== Task material

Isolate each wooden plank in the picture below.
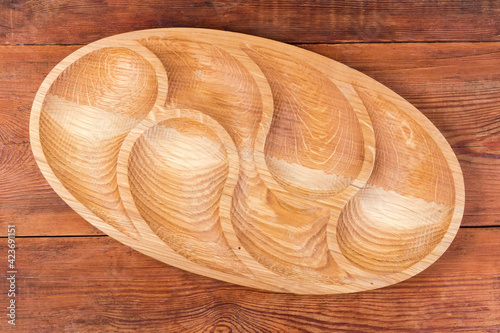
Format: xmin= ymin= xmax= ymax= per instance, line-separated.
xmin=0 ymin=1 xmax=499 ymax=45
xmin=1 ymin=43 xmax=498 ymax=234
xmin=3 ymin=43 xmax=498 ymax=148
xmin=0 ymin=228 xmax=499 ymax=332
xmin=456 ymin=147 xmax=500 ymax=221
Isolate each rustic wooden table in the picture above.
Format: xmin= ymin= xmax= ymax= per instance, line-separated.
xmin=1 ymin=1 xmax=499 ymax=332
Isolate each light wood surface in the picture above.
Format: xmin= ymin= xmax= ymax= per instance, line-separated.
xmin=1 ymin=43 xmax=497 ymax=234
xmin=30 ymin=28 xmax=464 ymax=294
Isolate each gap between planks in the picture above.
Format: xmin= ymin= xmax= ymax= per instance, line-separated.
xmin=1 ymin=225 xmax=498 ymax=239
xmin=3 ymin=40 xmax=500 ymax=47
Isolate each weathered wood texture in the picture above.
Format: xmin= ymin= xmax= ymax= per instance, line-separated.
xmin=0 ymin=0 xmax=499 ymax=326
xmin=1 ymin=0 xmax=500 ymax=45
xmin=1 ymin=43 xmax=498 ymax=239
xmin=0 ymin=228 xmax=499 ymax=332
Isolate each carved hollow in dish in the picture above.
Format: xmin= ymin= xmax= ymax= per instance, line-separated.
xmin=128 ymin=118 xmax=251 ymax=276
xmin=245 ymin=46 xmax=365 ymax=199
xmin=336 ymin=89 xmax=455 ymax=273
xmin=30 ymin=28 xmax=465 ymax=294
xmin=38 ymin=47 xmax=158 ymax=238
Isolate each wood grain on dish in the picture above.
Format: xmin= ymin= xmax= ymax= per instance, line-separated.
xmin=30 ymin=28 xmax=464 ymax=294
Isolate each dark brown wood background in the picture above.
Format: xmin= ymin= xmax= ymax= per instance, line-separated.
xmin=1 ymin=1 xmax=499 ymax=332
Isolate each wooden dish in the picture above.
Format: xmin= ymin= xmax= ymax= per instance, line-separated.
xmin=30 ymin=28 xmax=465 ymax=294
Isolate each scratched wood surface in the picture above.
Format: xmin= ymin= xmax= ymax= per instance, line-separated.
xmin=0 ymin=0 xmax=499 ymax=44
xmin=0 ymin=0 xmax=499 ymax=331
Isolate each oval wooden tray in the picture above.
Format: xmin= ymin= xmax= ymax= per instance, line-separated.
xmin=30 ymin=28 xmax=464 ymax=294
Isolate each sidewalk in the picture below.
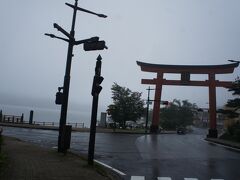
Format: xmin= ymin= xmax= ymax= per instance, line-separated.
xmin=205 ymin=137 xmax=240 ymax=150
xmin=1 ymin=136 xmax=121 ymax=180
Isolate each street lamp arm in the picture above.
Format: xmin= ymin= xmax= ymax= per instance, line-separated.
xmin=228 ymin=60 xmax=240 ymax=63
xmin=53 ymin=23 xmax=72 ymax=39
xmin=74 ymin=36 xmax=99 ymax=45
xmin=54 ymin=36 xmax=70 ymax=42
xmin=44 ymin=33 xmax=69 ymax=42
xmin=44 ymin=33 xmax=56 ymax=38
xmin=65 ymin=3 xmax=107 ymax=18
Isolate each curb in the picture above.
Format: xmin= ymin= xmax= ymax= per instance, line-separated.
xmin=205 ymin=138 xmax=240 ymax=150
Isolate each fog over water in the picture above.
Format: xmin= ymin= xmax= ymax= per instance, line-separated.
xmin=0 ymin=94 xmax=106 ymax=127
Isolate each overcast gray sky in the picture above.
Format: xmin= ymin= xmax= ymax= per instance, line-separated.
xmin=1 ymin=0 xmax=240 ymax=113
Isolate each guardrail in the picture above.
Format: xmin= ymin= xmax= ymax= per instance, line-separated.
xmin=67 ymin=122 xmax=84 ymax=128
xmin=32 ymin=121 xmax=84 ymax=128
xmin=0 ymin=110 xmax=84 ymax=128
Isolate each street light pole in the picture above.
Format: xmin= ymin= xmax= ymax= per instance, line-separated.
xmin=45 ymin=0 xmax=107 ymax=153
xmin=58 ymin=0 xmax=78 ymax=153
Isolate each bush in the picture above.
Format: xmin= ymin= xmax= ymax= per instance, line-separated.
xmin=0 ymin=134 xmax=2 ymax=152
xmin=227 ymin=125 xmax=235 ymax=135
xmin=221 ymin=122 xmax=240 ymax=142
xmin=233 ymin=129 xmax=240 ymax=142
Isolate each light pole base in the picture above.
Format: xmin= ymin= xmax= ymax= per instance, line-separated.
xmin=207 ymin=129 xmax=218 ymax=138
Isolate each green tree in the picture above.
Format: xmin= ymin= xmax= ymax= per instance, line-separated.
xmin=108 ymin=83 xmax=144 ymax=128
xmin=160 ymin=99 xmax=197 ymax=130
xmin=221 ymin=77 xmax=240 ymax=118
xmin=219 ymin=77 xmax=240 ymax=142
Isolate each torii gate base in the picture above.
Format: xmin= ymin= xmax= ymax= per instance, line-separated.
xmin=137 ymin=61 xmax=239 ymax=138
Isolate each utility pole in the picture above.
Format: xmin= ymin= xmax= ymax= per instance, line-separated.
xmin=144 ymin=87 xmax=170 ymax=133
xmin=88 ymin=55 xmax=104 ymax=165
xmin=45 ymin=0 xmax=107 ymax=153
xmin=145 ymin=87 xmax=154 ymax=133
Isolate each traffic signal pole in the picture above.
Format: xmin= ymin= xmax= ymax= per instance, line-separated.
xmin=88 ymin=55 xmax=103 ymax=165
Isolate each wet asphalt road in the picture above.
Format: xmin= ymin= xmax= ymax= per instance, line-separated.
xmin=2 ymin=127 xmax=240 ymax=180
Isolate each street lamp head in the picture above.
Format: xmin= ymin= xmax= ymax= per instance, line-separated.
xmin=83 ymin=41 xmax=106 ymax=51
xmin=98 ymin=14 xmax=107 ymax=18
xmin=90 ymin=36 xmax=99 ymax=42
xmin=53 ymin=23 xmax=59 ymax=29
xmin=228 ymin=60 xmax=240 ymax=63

====

Task instructions >>
Scan the records above for the word "base". Show each line in which it appears.

Result of this task >>
Isolate each light pole base in the picture above.
Isolate each torii gate base in the picture above.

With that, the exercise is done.